======== The records ========

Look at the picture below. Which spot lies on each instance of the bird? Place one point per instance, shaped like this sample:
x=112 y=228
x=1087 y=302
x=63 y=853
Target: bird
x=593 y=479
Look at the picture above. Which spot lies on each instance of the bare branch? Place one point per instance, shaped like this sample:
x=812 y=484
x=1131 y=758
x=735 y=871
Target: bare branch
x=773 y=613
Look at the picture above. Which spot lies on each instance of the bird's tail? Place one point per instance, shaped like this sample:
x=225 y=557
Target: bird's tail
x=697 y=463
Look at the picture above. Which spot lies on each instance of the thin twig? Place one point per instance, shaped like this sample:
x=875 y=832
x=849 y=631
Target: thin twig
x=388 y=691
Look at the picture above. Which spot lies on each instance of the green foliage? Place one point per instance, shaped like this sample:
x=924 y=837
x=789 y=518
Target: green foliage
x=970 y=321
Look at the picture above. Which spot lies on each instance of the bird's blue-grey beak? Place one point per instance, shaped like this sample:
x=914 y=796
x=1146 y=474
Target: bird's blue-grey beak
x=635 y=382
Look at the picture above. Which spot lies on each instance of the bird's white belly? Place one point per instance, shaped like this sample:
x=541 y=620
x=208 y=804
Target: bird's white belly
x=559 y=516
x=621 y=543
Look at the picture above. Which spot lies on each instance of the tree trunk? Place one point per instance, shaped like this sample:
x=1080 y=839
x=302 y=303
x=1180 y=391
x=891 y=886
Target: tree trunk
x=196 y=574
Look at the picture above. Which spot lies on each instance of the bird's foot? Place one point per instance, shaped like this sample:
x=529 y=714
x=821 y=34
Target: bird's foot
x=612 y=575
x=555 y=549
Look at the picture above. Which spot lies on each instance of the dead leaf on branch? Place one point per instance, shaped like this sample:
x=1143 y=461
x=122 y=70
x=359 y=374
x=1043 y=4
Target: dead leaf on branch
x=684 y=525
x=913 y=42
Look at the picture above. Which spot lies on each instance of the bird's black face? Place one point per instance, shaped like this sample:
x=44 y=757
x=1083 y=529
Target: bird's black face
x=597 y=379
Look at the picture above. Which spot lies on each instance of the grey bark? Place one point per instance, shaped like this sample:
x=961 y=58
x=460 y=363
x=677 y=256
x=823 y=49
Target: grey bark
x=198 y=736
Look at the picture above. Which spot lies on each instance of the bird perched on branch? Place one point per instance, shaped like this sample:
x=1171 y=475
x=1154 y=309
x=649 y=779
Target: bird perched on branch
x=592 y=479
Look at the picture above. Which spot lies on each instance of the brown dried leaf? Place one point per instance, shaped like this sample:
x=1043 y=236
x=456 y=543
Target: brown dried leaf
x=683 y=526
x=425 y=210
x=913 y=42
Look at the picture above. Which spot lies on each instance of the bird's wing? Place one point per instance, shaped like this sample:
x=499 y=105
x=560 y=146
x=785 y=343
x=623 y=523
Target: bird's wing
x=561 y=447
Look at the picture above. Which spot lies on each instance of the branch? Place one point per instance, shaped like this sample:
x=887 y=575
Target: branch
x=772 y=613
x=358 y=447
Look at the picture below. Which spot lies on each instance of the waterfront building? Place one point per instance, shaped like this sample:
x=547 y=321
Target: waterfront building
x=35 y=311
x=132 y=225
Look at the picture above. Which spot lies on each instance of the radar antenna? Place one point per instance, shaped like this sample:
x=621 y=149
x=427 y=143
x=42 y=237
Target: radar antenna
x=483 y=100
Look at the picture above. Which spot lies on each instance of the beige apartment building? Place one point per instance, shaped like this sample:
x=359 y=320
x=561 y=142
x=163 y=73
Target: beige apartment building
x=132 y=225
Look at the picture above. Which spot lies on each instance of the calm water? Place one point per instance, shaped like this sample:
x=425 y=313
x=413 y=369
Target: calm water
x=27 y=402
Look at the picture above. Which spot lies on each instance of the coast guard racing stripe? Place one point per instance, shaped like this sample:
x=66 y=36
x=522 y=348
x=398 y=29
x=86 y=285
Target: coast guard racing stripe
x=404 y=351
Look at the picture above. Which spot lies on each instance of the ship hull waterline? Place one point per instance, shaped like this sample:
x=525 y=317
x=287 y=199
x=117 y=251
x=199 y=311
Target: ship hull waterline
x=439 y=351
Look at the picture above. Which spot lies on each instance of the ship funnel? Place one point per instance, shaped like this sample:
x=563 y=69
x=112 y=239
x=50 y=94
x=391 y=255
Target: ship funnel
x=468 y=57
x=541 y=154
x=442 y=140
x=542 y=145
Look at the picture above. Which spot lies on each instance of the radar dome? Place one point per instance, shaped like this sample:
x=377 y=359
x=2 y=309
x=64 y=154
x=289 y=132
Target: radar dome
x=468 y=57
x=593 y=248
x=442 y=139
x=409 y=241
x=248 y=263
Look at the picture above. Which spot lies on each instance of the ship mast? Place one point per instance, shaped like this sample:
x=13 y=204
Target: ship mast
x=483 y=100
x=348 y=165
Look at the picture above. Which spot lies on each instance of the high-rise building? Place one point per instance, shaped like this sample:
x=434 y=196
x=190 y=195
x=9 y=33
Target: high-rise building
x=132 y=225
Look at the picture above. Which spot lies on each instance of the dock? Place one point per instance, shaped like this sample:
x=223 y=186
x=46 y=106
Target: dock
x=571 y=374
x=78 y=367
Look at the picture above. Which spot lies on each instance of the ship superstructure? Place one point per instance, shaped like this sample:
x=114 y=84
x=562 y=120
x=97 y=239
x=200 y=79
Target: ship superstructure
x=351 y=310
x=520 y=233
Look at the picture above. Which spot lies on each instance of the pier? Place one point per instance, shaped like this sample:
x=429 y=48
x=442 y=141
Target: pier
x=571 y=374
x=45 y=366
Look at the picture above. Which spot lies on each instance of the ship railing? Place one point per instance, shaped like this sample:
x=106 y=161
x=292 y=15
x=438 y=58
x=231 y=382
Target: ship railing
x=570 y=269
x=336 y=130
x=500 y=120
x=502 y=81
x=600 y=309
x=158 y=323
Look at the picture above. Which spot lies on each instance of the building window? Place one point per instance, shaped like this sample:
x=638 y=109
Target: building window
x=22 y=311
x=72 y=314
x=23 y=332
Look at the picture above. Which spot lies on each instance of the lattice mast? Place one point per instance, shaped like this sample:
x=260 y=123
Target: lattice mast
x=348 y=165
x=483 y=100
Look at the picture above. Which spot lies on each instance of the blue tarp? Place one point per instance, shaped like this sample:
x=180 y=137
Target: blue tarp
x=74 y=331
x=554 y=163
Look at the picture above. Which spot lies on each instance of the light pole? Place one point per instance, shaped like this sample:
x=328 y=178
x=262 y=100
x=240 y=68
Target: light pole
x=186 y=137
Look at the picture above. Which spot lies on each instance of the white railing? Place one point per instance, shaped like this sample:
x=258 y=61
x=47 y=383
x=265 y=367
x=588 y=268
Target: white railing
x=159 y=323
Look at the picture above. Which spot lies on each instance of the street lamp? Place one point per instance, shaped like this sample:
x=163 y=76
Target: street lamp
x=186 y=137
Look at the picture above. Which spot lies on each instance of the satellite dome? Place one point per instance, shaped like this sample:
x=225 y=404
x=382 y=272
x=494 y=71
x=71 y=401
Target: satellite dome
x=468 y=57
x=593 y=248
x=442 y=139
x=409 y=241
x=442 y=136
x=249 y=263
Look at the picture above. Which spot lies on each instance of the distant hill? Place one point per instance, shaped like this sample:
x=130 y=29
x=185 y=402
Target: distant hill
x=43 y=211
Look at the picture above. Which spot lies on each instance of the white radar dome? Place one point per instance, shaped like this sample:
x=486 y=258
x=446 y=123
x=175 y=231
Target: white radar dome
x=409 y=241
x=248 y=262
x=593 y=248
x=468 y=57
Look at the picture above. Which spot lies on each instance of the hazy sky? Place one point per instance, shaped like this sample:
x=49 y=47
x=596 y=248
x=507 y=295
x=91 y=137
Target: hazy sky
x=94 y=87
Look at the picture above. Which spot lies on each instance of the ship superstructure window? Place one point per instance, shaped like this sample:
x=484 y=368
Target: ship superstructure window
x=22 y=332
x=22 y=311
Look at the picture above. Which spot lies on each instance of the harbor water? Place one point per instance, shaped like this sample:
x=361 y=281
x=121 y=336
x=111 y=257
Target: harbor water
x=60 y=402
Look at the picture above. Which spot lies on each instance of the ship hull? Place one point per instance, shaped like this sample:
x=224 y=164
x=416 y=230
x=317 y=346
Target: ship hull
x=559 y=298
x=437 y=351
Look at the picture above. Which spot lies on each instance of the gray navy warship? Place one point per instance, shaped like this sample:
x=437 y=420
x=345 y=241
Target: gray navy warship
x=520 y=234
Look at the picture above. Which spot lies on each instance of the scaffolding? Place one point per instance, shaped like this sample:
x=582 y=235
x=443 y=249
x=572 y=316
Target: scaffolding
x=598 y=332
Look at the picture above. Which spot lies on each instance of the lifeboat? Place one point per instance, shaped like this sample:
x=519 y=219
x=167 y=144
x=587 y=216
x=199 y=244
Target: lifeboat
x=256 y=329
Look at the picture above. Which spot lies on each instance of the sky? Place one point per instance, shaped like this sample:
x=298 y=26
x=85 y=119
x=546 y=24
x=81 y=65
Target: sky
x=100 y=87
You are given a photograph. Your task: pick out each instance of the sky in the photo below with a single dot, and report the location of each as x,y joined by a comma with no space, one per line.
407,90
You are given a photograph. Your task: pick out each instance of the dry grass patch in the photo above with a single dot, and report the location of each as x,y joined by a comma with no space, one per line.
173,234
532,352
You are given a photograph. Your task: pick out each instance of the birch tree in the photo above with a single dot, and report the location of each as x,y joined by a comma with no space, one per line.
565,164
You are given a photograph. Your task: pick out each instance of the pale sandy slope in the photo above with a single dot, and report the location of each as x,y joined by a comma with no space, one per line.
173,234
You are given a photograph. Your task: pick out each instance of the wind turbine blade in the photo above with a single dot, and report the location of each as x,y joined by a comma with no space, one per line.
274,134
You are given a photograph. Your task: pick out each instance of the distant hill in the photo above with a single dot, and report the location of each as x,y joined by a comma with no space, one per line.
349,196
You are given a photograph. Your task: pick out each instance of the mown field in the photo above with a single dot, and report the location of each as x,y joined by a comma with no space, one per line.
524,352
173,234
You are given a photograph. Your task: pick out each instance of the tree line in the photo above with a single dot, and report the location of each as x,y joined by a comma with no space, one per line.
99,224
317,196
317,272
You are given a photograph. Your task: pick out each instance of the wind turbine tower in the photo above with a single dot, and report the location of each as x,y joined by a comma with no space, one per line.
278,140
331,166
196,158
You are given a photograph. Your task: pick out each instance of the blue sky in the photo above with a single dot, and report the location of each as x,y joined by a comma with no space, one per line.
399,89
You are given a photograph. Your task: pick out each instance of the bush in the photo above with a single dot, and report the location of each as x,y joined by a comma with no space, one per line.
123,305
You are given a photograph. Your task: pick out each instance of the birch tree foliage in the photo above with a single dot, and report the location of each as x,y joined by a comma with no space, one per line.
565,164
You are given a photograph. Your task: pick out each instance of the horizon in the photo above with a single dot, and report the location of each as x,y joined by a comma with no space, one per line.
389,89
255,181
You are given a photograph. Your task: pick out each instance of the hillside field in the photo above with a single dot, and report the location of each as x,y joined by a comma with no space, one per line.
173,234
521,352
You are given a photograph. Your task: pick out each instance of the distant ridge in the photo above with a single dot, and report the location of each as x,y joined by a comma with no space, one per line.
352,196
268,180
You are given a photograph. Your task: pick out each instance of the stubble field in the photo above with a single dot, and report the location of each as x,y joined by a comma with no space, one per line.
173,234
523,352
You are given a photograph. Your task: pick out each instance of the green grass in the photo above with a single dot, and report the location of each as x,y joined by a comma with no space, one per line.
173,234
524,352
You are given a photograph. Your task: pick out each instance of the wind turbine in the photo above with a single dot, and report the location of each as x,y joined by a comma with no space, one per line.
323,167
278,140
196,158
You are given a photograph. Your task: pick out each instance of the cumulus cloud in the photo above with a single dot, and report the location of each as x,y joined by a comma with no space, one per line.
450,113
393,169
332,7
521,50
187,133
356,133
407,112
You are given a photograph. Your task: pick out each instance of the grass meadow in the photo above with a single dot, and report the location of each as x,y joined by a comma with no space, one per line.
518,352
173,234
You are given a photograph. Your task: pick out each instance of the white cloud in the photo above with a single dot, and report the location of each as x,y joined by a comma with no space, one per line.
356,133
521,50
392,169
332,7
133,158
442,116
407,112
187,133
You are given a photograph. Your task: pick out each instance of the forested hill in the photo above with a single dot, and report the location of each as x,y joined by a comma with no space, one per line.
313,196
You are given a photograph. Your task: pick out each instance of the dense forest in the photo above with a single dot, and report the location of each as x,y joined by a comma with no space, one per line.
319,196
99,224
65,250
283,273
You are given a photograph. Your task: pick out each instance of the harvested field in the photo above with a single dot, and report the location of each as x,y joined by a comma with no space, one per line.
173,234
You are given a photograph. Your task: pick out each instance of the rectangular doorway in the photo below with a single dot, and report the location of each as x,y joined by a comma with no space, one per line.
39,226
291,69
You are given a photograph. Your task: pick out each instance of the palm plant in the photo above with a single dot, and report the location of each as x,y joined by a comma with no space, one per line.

========

Problem description | All that is wanted is an exact copy of the lines above from the one with "Target: high-rise building" through the one with "x=260 y=123", with both ends included.

Task response |
Target: high-rise building
x=132 y=225
Look at the picture above. Which spot lies on each instance of the dock? Place one point per instance, shaped like this sample:
x=223 y=186
x=46 y=106
Target: dock
x=571 y=374
x=78 y=367
Look at the picture above. Which spot lies on each instance of the ship superstructure? Place one point per instance, shaped like this sample:
x=114 y=84
x=562 y=120
x=97 y=239
x=200 y=79
Target: ship superstructure
x=351 y=310
x=520 y=233
Look at the picture above. Which spot lies on each instance of the pier? Place one point per instance, shaped like this sample:
x=429 y=48
x=442 y=141
Target: pier
x=571 y=374
x=45 y=366
Look at the picture above. Which spot lies on each instance of the ship railing? Place one point per instance, shaped like this sample:
x=106 y=161
x=292 y=15
x=438 y=58
x=231 y=382
Target: ship railing
x=570 y=269
x=336 y=130
x=500 y=120
x=502 y=81
x=600 y=309
x=158 y=323
Look at the picture above. Which spot lies on each instance of the building window? Place one point per instance, shaped like this sample:
x=638 y=109
Target: building window
x=22 y=311
x=72 y=314
x=23 y=332
Look at the picture above. Which spot lies on each instance of the lattice mast? Place one point per instance, shaped like this sample:
x=260 y=123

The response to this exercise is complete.